▶ _What to work on_:
Copy out, without any change, the lines of the material below from the line containing "in [76, 51]." through the end of the material, both ends included.

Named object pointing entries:
***

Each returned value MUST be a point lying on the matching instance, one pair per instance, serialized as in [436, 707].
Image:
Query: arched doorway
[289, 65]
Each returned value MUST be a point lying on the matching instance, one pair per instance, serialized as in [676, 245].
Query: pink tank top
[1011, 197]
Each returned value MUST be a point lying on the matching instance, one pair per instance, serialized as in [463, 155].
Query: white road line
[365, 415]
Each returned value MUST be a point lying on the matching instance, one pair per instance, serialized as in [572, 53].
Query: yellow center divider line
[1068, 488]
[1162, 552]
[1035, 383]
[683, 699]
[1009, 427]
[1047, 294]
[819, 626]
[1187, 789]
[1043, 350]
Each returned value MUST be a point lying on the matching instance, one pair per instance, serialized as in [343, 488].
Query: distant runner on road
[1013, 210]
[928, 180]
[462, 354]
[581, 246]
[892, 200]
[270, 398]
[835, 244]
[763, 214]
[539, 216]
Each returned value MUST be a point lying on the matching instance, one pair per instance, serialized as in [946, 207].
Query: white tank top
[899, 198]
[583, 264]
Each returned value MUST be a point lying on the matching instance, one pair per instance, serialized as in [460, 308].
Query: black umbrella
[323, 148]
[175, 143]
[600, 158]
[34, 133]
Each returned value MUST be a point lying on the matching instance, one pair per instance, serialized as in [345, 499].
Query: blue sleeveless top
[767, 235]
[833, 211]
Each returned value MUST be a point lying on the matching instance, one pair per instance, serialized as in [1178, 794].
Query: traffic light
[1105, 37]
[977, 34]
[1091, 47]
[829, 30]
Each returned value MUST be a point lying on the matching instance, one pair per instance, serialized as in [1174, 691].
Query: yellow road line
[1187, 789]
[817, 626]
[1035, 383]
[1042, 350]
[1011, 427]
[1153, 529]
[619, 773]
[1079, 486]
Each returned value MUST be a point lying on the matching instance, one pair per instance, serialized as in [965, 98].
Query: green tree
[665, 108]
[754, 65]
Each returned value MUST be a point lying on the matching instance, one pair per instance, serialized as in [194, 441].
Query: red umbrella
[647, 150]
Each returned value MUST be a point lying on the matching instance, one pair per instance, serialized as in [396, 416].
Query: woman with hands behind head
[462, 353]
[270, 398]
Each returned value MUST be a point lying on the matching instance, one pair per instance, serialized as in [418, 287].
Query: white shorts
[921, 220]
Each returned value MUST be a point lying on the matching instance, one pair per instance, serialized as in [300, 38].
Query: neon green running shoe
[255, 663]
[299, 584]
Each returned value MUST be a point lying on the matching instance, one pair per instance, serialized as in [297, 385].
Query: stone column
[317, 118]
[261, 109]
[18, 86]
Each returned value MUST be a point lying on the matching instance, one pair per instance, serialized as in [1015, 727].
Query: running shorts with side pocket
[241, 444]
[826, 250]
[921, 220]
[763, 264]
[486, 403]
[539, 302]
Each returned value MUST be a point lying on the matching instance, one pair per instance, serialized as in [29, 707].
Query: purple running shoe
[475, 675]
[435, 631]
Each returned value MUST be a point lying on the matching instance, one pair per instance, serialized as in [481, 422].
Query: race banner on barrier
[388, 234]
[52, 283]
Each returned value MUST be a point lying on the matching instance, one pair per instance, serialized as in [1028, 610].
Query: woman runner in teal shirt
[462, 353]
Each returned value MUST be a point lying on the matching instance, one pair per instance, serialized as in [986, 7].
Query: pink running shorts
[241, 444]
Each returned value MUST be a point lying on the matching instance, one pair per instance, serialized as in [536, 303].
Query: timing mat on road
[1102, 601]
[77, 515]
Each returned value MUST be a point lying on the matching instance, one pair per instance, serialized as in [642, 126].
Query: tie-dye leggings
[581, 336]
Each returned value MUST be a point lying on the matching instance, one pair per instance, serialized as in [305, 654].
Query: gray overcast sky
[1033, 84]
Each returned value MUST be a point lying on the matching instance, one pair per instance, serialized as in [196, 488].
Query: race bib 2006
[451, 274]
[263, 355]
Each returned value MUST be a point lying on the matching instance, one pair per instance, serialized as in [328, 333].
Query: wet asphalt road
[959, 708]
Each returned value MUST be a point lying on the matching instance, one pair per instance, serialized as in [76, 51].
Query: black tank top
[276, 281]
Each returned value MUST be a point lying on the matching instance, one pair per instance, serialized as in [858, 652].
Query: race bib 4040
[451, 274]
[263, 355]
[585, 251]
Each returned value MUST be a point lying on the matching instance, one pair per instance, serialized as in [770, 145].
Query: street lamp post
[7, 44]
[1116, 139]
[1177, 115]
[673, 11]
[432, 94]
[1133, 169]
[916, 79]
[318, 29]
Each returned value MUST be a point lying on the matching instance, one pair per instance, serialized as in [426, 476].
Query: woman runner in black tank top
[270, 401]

***

▶ _Task answer_:
Each returned value MUST be a point lying on the matching instance, one pair per instance, serialized as in [76, 51].
Query: black tank top
[276, 281]
Each returned value MUST be a point lying on the matching instance, one pair per instance, serialized as in [858, 652].
Query: race bib 4040
[451, 274]
[263, 355]
[585, 251]
Each returned value MUST be a point lying on the matching instance, one pair per instance, serialized as in [770, 145].
Query: street lamp post
[7, 44]
[1116, 139]
[1177, 115]
[673, 11]
[432, 94]
[1133, 169]
[916, 79]
[318, 29]
Each returned value MUST be a point lying on the matching instance, one pair per instance, serialized as in [426, 476].
Query: woman runner in black tank top
[270, 401]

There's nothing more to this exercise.